### WRITTEN TASK
Pull out each line of the records in which the word "wearing" appears, matching its case exactly.

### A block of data
%%
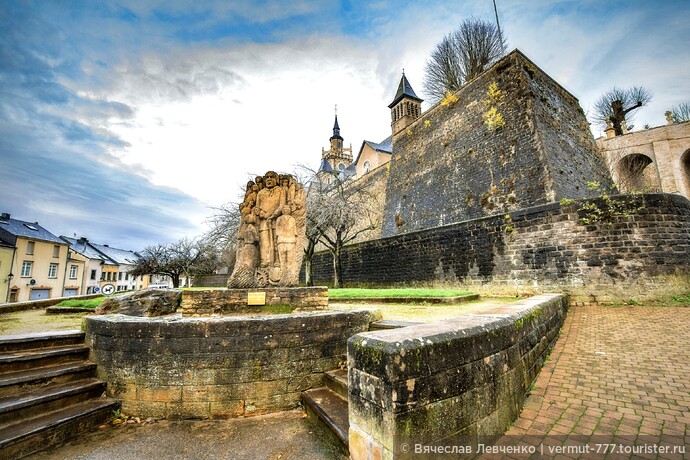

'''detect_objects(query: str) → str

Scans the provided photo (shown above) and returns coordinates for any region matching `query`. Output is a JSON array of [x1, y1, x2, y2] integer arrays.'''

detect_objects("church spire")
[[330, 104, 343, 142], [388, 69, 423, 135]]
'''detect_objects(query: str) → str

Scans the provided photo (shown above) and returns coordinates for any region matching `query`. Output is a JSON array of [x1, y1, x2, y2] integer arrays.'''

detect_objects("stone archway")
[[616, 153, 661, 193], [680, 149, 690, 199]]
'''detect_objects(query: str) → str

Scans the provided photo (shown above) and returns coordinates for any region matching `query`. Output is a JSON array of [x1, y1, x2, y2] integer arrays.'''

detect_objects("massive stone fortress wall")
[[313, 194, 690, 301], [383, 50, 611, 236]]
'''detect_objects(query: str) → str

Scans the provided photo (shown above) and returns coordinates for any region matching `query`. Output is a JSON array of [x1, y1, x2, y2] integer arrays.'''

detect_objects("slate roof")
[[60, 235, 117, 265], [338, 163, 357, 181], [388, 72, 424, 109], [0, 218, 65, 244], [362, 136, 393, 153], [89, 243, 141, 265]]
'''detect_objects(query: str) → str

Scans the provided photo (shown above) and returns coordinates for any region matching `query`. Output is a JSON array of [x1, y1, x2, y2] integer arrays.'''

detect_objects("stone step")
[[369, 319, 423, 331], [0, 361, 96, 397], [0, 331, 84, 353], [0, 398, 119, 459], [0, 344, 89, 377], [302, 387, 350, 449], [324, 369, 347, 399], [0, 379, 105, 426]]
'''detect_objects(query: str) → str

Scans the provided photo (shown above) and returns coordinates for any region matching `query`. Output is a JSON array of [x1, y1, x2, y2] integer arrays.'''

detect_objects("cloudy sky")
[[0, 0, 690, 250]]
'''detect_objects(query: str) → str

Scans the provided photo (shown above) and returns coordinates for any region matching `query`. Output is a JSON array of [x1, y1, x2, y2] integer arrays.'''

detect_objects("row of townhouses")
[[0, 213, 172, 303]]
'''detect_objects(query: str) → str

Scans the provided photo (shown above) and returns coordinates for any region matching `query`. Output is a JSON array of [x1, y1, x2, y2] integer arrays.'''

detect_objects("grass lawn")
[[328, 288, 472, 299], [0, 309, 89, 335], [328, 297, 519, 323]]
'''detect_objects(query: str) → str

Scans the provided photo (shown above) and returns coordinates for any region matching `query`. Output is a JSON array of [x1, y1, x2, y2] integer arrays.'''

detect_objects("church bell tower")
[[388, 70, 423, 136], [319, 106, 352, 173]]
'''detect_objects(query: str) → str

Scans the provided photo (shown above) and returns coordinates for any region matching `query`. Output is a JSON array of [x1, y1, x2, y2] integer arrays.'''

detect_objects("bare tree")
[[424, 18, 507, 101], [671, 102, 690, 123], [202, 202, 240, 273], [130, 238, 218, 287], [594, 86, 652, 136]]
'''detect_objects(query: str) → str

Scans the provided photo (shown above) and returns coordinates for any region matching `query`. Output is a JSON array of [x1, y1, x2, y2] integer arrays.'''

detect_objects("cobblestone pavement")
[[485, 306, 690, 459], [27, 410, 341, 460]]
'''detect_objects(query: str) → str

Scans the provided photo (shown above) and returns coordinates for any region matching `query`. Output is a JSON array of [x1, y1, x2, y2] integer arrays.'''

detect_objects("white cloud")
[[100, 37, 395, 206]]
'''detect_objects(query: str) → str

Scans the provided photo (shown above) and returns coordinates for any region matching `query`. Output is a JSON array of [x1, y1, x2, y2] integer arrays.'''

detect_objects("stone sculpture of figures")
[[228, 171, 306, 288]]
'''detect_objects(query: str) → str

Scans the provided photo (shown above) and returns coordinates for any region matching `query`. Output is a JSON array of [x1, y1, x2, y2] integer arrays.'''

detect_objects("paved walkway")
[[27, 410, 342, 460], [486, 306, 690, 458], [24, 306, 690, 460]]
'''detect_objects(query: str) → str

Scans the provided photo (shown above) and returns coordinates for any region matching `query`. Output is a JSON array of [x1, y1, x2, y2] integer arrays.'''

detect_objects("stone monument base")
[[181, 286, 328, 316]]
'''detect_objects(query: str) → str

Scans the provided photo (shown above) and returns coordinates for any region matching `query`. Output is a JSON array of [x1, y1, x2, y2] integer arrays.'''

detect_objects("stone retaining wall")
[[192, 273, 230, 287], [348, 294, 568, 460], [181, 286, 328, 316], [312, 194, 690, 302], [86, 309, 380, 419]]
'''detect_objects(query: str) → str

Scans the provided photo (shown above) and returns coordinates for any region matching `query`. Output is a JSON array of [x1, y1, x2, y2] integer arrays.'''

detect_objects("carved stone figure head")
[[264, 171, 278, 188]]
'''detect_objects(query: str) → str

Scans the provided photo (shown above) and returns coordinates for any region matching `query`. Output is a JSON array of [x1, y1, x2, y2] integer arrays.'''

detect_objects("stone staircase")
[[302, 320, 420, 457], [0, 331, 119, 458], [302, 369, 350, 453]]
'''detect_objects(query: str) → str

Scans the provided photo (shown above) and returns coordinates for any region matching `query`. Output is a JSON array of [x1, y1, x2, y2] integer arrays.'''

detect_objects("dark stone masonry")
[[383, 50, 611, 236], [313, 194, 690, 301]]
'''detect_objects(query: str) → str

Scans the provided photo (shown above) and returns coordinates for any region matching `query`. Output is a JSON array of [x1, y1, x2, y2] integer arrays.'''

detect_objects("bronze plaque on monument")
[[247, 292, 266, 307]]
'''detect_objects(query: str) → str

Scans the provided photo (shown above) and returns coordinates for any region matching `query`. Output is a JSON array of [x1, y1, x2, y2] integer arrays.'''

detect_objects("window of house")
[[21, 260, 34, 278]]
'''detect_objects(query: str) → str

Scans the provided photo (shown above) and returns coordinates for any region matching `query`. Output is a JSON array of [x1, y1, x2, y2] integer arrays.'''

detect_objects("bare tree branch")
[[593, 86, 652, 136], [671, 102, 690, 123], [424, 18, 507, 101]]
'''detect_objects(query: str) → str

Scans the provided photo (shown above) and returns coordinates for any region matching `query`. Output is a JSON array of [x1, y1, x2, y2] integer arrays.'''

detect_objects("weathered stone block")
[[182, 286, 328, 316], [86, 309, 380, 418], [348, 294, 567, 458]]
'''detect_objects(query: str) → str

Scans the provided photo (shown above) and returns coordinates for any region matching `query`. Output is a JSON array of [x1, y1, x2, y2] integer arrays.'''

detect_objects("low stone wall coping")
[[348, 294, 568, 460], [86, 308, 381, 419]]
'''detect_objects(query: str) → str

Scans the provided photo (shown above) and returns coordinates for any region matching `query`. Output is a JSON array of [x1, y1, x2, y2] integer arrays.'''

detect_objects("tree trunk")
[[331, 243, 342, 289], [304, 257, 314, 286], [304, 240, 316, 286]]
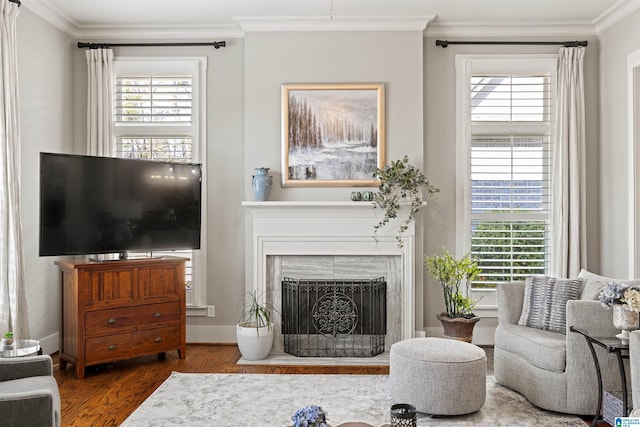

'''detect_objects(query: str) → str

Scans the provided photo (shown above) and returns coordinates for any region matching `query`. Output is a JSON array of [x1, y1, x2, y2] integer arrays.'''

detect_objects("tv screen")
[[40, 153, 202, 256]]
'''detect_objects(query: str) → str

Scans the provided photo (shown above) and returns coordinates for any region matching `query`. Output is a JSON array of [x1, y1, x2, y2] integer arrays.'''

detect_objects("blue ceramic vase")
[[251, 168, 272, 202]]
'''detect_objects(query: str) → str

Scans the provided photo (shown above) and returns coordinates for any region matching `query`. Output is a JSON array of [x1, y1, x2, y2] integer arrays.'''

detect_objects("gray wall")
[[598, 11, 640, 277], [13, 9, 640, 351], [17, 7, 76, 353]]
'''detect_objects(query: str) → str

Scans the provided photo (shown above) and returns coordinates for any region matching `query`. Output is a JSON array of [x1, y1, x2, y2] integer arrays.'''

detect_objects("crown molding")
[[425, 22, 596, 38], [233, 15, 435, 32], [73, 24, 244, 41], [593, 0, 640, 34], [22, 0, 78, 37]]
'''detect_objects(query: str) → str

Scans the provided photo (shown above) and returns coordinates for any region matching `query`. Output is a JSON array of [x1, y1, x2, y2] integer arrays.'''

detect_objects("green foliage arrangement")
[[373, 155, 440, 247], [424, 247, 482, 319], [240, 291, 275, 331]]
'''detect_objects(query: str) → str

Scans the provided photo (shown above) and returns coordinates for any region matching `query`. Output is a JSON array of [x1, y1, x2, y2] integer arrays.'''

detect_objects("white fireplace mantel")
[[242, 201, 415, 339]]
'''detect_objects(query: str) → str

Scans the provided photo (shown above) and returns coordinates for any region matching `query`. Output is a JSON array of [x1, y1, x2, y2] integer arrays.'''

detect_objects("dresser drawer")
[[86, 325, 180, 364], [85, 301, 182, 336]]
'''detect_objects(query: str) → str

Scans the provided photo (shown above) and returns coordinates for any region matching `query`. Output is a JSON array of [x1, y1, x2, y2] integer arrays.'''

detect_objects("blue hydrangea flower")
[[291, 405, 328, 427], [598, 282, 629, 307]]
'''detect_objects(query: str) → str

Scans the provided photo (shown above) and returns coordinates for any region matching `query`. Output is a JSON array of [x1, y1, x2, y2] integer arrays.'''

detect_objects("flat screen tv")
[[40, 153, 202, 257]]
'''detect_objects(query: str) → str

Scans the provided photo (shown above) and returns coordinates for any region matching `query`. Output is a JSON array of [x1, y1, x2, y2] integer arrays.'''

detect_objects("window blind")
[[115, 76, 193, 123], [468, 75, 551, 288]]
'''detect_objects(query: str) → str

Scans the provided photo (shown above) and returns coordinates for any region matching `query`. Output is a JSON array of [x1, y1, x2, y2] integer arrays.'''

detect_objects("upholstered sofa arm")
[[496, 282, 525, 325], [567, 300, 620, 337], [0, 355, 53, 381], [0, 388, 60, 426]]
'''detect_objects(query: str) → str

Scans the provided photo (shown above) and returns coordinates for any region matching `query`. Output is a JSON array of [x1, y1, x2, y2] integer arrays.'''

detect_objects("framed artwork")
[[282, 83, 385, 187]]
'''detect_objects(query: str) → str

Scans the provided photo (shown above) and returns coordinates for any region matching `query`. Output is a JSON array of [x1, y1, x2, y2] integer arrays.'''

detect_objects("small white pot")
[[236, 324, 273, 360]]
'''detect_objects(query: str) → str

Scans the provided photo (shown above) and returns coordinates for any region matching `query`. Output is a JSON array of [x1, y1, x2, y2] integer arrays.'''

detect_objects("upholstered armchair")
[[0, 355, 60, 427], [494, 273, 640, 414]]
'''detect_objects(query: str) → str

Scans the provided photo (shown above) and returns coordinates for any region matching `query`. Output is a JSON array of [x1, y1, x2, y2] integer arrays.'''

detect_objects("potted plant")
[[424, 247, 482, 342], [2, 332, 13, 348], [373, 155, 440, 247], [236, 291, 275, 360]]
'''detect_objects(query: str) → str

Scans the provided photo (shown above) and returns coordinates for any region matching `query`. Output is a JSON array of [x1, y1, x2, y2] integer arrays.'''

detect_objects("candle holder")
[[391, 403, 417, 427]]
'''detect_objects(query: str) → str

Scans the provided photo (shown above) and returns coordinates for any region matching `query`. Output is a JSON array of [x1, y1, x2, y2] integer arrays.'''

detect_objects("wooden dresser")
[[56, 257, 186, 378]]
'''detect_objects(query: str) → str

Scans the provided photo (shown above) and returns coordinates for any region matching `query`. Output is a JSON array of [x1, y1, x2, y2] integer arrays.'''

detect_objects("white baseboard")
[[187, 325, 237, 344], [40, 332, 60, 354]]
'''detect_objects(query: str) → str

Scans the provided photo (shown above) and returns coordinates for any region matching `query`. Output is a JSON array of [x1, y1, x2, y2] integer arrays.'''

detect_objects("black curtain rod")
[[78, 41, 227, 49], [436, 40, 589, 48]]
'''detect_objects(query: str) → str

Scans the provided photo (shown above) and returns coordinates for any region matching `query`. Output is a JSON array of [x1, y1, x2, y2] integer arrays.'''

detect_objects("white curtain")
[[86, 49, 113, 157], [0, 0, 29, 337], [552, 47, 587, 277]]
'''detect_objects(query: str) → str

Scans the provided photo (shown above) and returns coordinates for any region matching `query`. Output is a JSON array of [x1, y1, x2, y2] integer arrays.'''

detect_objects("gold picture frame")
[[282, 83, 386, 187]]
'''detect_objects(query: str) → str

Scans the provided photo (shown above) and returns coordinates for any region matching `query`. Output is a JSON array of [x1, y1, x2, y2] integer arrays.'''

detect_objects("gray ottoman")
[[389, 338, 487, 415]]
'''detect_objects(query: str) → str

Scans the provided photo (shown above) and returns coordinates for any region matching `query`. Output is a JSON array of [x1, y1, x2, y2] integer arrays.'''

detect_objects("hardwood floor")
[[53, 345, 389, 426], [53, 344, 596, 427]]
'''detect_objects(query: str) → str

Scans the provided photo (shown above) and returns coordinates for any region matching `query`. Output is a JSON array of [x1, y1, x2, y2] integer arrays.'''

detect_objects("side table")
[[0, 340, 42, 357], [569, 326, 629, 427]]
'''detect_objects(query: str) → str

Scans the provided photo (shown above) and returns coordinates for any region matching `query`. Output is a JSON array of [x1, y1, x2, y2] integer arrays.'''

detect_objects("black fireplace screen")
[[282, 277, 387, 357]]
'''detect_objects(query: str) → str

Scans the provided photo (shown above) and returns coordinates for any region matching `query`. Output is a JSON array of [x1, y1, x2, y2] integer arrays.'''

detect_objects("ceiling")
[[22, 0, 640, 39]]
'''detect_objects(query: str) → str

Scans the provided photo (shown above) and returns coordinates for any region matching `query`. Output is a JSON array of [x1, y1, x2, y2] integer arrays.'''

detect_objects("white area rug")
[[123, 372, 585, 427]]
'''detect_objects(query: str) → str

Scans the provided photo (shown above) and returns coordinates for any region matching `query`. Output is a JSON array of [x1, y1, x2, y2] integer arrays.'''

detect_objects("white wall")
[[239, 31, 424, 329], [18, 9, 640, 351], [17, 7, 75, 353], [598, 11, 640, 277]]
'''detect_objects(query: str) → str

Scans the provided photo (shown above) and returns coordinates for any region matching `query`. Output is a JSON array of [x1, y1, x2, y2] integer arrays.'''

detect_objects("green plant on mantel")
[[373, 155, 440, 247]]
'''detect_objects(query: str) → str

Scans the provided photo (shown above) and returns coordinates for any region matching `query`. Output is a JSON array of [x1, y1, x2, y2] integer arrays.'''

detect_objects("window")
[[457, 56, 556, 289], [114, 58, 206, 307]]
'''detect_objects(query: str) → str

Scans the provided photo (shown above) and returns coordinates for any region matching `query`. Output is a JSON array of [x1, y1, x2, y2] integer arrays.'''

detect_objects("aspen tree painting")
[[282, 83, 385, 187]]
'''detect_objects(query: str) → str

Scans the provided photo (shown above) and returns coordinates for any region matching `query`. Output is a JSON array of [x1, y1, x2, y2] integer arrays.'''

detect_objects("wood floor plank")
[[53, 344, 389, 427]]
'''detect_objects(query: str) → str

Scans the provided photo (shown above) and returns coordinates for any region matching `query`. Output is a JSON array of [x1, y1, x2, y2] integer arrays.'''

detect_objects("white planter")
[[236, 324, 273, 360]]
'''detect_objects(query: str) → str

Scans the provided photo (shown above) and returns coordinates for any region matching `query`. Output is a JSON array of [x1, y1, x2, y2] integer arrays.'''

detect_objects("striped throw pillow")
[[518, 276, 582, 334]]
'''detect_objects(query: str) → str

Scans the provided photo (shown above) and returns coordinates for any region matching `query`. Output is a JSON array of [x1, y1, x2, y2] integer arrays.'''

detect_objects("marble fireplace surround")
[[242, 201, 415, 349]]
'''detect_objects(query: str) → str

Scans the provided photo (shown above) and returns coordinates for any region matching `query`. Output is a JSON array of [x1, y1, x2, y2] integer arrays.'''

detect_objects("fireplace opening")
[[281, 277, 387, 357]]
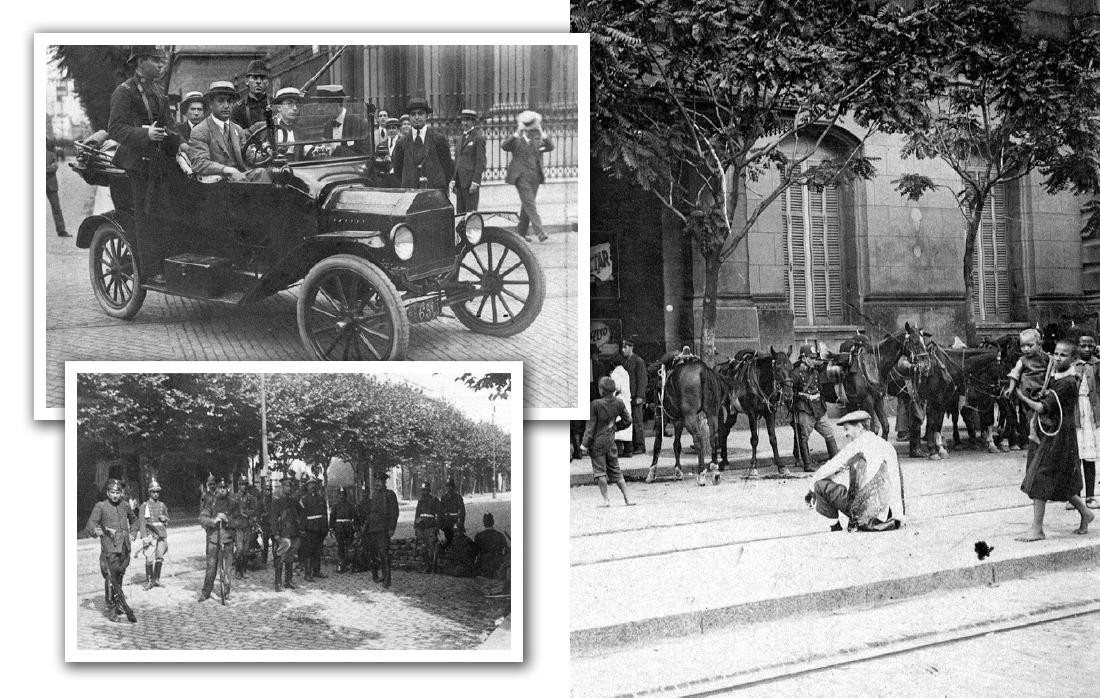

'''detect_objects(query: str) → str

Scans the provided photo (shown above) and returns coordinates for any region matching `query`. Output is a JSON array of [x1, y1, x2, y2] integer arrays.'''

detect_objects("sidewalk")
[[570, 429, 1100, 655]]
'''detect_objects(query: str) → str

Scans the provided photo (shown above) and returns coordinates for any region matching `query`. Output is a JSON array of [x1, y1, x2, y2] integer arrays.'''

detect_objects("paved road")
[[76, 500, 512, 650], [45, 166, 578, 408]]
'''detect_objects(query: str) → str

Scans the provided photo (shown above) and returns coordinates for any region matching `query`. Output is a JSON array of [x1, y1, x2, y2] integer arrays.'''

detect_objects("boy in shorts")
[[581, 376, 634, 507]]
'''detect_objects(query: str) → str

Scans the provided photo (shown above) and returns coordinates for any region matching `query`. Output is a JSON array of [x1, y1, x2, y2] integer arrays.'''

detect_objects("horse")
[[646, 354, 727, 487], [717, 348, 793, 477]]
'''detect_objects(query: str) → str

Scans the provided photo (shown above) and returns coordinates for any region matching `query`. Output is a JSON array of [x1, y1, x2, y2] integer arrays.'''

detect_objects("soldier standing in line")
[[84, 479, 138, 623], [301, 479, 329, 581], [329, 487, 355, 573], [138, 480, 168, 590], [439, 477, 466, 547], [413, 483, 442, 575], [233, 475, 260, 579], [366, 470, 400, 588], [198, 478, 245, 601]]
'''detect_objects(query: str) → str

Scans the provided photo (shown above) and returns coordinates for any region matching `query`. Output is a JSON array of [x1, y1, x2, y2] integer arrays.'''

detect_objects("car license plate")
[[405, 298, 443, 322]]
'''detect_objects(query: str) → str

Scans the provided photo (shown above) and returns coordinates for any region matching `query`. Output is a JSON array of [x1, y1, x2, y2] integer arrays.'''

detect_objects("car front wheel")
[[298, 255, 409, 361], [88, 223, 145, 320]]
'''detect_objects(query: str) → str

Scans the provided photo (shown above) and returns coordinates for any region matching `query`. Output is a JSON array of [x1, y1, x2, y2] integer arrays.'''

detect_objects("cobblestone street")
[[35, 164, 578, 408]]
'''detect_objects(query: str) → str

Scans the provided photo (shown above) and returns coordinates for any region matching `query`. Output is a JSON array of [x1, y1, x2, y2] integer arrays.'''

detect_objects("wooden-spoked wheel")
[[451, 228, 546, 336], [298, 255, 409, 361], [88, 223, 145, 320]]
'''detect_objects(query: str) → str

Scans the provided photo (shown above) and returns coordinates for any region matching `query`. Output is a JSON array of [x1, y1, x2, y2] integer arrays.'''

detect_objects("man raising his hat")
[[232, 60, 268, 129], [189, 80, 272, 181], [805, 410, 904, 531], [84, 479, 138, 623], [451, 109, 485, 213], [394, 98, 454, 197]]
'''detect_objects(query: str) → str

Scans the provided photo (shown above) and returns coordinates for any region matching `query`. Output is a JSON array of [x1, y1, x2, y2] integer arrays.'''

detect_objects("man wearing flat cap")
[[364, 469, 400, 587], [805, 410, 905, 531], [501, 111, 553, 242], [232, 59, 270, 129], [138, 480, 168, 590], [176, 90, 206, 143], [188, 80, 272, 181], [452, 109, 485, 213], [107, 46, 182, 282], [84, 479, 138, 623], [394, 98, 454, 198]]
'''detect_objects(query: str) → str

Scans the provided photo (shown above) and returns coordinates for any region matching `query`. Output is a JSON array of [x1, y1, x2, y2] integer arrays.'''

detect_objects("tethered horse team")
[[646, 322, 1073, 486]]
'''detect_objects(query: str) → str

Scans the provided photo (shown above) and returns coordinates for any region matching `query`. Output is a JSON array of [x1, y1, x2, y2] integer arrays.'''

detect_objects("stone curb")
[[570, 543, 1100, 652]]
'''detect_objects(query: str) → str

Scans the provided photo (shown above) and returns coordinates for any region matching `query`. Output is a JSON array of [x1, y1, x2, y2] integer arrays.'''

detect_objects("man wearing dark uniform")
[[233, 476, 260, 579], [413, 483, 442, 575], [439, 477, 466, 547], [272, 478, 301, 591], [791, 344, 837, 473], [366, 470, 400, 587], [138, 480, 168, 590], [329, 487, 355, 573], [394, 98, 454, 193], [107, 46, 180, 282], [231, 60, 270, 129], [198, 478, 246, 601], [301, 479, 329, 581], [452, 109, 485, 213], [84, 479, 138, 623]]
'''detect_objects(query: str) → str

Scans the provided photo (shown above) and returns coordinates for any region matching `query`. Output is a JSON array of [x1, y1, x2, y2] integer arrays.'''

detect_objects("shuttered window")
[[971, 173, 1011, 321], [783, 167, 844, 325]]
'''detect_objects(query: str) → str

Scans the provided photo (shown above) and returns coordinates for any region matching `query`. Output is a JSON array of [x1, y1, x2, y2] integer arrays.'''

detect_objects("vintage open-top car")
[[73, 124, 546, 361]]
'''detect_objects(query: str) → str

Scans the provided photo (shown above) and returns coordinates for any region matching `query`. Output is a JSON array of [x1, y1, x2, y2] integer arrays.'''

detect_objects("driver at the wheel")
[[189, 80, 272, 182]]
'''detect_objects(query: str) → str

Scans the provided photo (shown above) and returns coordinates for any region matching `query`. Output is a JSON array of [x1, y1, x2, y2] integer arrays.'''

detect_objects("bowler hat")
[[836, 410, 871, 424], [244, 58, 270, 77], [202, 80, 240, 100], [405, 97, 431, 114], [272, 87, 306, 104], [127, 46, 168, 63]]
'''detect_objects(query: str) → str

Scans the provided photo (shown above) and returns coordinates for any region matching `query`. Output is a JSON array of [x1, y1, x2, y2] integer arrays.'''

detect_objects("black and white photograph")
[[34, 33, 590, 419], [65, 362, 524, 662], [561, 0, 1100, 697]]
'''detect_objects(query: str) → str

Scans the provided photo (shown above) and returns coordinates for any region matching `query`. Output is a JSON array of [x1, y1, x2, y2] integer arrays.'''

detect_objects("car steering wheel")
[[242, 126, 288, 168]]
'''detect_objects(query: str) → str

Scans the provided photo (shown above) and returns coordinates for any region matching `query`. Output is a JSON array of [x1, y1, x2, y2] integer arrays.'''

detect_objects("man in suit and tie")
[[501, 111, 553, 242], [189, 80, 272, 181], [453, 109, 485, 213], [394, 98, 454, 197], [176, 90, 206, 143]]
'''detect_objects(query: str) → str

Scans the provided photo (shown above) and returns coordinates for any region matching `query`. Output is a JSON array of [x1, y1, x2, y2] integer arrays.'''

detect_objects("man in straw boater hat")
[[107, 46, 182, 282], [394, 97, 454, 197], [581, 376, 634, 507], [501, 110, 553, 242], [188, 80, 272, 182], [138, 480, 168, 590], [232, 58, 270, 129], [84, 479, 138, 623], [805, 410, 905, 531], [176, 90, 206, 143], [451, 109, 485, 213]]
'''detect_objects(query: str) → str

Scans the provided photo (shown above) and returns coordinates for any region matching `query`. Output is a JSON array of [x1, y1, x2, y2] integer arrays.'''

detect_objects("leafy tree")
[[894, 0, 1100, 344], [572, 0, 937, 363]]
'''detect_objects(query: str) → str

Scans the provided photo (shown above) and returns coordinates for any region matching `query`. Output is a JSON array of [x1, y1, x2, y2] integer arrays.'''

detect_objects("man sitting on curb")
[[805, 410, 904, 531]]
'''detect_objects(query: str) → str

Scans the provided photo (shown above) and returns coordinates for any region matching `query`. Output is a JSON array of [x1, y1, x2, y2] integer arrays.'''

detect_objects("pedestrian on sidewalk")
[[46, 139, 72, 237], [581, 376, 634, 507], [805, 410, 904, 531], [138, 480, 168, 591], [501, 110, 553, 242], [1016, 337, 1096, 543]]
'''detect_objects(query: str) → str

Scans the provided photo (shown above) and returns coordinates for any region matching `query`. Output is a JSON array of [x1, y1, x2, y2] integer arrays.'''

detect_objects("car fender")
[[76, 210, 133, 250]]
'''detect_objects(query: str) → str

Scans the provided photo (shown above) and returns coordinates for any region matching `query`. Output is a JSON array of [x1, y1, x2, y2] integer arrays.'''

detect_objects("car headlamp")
%%
### FINAL ANSWER
detect_objects("man wearing flat cap")
detect_objects("man wearing dark uniform")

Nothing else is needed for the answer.